Memphians (clockwise from top left) Felicia Scarpeti-Lomax, Tiffanie Grier, Cardell Orrin  and Desireé Robertson are members of what may be the fastest-growing demographic, both locally and nationally -- people who may identify themselves by two or more races.

(PHOTO BY MIKE BROWN: Memphians (clockwise from top left) Felicia Scarpeti-Lomax, Tiffanie Grier, Cardell Orrin and Desireé Robertson are members of what may be the fastest-growing demographic, both locally and nationally — people who may identify themselves by two or more races.)

Whatever other effects it might have, the relatively recent census acceptance of multiracial classification recalls the nation’s troubled and convoluted history regarding race.

Although many African-Americans have some white ancestry, the historic “one-drop rule” meant that anyone with so much as a drop of black blood was categorized as black and potentially subjected to disenfranchisement and other forms of discrimination.

That history, said Warner Dickerson, president of the Memphis Branch of the NAACP, blurs the significance of the new census categories.

“I happen to be a fair-skinned black man, and you and I both know why,” Dickerson said. “Most of us are mixed with black blood and white blood.”

Record list:

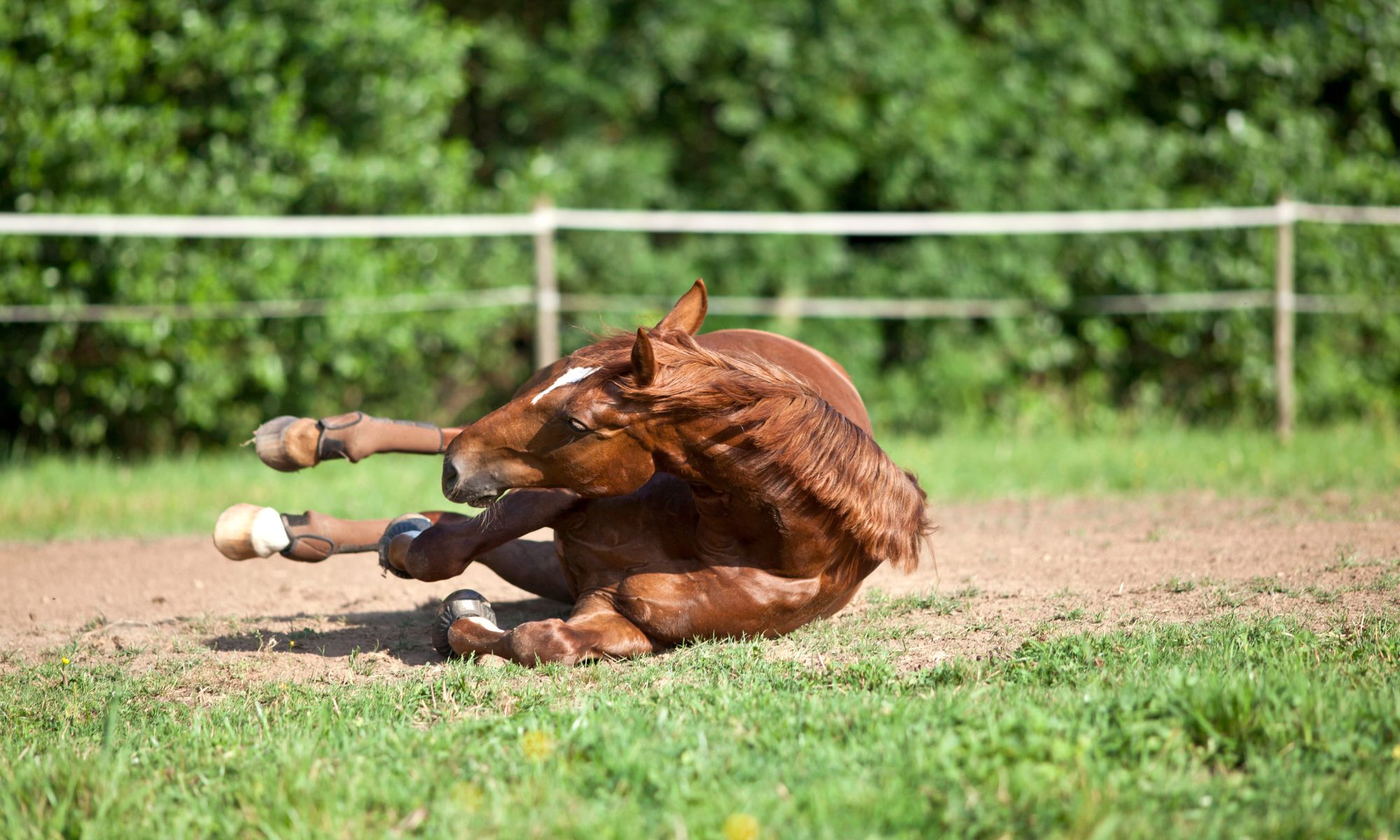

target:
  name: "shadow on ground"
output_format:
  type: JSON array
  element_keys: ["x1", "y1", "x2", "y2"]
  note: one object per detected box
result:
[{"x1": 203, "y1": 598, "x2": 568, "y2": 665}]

* * *

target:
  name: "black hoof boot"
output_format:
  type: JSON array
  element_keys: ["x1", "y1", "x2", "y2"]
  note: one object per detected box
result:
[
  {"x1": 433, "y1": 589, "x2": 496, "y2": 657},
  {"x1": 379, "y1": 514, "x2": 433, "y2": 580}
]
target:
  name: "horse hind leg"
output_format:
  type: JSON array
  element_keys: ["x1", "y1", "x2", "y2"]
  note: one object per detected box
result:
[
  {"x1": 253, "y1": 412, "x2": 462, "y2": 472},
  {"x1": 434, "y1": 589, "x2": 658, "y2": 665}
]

List of tasks:
1. Do the following statements agree with the article on multiracial identity and the census? Answer yes or no for each, quoting the deciding words of the article exactly.
(a) Warner Dickerson is president of the Memphis Branch of the NAACP.
(b) The census has accepted multiracial classification for a long time.
(c) Dickerson describes himself as a dark-skinned black man.
2. In the article on multiracial identity and the census, write out the passage between "Although many African-Americans" and "forms of discrimination.", inclusive, substituting "heritage" for "ancestry".
3. Carry on the article on multiracial identity and the census from where it stops.

Answers for the exercise:
1.
(a) Yes: "Warner Dickerson, president of the Memphis Branch of the NAACP"
(b) No: "the relatively recent census acceptance of multiracial classification"
(c) No: "I happen to be a fair-skinned black man"

2.
Although many African-Americans have some white heritage, the historic “one-drop rule” meant that anyone with so much as a drop of black blood was categorized as black and potentially subjected to disenfranchisement and other forms of discrimination.

3.
Because society has labeled them as black, many people with one African-American and one white parent say they will continue to check only the black category on the census form.

“I will be addressed, especially here in the South, as an African-American,” said Cardell Orrin, 35, a Memphis business consultant and co-founder of a political action committee called New Path. “You decide to make your own definition or interact with the system the way it interacts with you.”

Tukufu said the labeling, and discrimination that accompanied it, tended to instill in many mixed-race people a pride in their black heritage. That’s why they’ve stuck with one racial category on census forms.

“But now you have more of the younger folks who identify with both,” he added.

Grier interviewed people of ambiguous racial appearance, including many of mixed heritage, for her master’s thesis at the University of Memphis. She found that the question of how mixed-race people identified themselves often depends on who raised them.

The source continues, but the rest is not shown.